O QUE FAZER: Copie sem alterações a parte do texto sobre o comércio durante o isolamento social, começando em "Me pergunto o" e seguindo até "casa neste momento?".

TRECHO FORNECIDO:

Um vírus que mata. O isolamento social que se faz necessário. Muitas pessoas perdendo sua renda. Muitas precisando trabalhar e se arriscando no transporte público lotado para garantir o sustento da família.
Empregadas domésticas, faxineiras, manicures e cabeleireiros se arriscando para atender clientes em casa. Clientes que não podem lavar o próprio banheiro, limpar a própria casa, e que precisam estar com as unhas feitas e o cabelo pintado e escovado para fazer chamadas de vídeo.
Crise de saúde, crise econômica. O comércio reabre e as pessoas se sentem livres para ir às compras. Filas, aglomerações.
Me pergunto o que as pessoas precisam tanto para arriscar sua vida e a vida de outras pessoas? Será que não daria para ter comprado pela internet? O que as pessoas estão procurando na rua? Sobrecarregar ainda mais o sistema de saúde? E qual a real necessidade de fazer uma pessoa ir até a sua casa neste momento?
As lojas abriram, ela deixou as crianças com a empregada doméstica, que tinha deixado seu filho com a avó, e saiu para comprar. Com o cabelo recém-pintado e as unhas feitas, usando aquela roupa que havia comprado antes de o isolamento começar, com a máscara combinando com o cinto. Nem sabia o que queria comprar, quando chegasse lá olharia a vitrine e escolheria qualquer coisa. Precisava comprar. Comprou. Voltou para casa, ainda insatisfeita.

INFORMAÇÕES REGISTRADAS:
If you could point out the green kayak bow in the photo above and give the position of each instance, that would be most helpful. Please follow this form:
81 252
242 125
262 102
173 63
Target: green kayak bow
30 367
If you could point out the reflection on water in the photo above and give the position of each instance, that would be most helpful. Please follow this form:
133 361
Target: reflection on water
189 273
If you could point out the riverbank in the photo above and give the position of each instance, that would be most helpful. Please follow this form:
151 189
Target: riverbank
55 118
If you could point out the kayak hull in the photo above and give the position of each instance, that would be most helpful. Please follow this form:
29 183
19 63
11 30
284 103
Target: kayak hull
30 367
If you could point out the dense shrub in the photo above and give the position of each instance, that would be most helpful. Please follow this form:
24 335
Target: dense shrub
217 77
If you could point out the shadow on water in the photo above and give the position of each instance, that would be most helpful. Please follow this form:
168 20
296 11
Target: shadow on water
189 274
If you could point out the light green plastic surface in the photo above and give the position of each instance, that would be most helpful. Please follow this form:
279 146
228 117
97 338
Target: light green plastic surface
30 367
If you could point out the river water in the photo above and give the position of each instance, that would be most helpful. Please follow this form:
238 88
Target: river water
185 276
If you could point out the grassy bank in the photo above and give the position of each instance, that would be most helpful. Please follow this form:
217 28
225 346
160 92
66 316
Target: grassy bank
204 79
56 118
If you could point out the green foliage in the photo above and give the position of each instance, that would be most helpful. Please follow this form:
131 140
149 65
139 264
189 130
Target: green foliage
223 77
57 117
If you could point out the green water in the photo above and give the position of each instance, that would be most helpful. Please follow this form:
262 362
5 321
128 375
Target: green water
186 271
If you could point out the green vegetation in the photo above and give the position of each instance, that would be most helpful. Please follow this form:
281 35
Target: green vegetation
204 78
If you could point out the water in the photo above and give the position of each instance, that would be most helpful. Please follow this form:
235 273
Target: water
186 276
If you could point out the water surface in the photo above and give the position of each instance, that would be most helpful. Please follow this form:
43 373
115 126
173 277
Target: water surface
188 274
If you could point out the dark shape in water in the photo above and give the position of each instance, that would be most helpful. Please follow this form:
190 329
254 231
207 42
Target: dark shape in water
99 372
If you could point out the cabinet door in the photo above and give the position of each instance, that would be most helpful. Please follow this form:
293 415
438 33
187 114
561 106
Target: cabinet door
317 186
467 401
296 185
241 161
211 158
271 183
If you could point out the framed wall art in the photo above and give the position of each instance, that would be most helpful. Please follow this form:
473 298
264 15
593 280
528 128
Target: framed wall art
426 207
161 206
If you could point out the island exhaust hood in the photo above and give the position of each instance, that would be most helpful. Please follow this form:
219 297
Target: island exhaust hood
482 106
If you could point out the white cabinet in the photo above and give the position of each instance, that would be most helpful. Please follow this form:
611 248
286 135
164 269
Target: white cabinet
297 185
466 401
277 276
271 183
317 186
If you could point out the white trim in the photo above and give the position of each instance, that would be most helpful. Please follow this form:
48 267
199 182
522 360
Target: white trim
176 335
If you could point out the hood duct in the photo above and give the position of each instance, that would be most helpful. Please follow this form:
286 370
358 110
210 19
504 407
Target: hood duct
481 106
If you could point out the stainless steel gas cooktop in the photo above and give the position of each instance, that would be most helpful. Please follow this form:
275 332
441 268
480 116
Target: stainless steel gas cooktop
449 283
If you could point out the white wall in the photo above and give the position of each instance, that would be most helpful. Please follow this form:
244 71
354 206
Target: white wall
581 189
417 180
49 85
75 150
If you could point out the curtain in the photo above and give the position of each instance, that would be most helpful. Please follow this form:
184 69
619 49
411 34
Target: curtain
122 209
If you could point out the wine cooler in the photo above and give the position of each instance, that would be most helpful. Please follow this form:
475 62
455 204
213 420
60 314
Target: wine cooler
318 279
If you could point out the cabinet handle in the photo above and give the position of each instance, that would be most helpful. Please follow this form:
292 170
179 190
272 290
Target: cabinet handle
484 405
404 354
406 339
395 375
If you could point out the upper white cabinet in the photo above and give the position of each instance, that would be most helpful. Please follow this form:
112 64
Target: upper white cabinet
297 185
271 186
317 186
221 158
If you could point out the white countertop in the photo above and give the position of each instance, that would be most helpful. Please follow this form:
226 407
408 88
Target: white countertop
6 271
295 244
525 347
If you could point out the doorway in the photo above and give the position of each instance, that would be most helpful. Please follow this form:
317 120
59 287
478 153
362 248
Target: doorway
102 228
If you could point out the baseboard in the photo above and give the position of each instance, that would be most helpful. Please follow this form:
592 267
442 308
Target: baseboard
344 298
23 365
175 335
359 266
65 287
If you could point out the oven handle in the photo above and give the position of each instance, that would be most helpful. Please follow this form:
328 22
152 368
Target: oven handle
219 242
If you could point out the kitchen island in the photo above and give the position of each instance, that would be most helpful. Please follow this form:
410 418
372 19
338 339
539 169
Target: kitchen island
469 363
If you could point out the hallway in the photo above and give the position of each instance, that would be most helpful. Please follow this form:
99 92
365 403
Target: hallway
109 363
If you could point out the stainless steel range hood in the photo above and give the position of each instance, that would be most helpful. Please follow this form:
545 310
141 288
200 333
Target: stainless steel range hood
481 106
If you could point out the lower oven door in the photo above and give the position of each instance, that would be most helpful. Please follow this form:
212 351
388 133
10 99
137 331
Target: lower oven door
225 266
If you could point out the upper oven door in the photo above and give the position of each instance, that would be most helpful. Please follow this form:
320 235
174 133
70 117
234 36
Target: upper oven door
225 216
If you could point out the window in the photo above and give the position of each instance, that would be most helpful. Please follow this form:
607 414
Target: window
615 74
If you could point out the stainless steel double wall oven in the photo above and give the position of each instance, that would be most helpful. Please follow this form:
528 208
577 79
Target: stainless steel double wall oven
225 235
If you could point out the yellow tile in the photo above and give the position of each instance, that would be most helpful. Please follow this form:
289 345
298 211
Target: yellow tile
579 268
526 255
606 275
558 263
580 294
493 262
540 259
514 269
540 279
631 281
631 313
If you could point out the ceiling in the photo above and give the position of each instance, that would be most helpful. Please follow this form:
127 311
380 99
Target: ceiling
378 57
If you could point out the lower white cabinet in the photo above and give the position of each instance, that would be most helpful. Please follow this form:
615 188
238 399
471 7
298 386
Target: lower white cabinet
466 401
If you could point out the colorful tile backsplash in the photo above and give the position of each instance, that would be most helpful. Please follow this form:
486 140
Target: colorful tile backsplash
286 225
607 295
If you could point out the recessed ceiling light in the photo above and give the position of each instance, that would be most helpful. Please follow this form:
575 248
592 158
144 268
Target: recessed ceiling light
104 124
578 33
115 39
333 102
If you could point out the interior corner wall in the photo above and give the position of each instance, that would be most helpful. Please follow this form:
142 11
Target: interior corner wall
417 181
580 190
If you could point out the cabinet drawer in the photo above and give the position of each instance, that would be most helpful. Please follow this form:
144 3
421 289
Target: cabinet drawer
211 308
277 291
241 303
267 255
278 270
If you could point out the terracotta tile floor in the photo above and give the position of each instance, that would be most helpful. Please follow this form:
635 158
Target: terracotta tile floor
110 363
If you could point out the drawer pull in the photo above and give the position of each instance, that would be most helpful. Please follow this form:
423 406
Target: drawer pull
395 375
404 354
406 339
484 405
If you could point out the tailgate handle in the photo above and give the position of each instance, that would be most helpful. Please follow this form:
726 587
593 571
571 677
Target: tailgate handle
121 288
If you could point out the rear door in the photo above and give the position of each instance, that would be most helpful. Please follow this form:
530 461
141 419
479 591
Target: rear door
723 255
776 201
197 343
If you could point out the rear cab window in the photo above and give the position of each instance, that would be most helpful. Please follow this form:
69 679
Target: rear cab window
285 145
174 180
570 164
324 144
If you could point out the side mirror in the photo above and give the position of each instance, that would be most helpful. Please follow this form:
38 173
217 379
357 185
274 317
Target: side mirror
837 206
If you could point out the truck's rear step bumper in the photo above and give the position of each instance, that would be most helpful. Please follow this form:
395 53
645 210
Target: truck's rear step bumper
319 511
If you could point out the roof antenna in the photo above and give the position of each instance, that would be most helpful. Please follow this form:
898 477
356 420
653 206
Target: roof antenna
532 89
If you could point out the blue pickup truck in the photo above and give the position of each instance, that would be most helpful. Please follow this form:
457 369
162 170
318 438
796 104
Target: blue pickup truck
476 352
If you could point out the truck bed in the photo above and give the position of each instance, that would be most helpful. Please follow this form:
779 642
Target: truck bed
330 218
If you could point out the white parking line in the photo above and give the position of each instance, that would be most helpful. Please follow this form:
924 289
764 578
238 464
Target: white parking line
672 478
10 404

RESULTADO:
Me pergunto o que as pessoas precisam tanto para arriscar sua vida e a vida de outras pessoas? Será que não daria para ter comprado pela internet? O que as pessoas estão procurando na rua? Sobrecarregar ainda mais o sistema de saúde? E qual a real necessidade de fazer uma pessoa ir até a sua casa neste momento?